# [THE PROBLEM]
Return every record below exactly as written, omitting any pictures.

# [TASK DATA]
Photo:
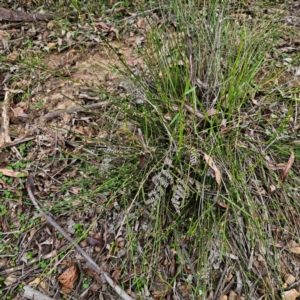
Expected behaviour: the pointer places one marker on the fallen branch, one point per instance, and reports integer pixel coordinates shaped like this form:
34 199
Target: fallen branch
72 110
30 189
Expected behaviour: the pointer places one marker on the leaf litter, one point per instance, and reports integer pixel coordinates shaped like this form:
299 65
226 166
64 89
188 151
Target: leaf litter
66 79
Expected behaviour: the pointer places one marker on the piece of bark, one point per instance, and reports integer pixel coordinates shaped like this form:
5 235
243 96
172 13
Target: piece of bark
21 16
31 293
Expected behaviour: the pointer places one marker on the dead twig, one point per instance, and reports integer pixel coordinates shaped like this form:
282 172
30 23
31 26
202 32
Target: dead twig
197 113
72 110
21 16
31 293
4 131
30 189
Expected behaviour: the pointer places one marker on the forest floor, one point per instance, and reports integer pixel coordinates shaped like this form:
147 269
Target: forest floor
162 138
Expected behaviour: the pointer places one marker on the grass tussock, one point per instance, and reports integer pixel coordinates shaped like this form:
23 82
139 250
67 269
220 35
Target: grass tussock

# [SOLUTION TO THIS TASK]
Photo:
Expected behaviour: the pointer places one marker on the fallen branch, one point per instance, and reports integer pixel coordinates shaped like this form:
34 199
Target: fallen branch
72 110
30 189
Expected behaviour: the pointer places one marker on the leaf litter, one point per instance, and reports integer pixel coordinates shaped like this form:
299 65
226 166
64 89
188 151
Target: leaf litter
66 79
Expected behaviour: the pointer places one marker on the piece of bark, one point per instance, and reports integer pixel coordinates shaped like this form:
5 235
243 96
172 13
Target: piece of bark
21 16
31 293
Expected behaviour: the pointer places one marker on the dead twig, one point per instance, and reports integer pixel coordinates shaped like this form:
282 172
30 23
31 26
202 32
Target: dead twig
197 113
72 110
21 16
31 293
4 131
30 189
Expected behaviour: the pointer places one marker on the forest floor, one point per instance, and reports integer pixel coordinates shaped like this form:
147 269
Target: forest floor
162 138
Expected behaviour: the pointer places one marker on the grass tussock, one point per instance, and reports integer pixel coordinates shaped like this form:
23 82
139 250
67 269
220 35
Target: grass tussock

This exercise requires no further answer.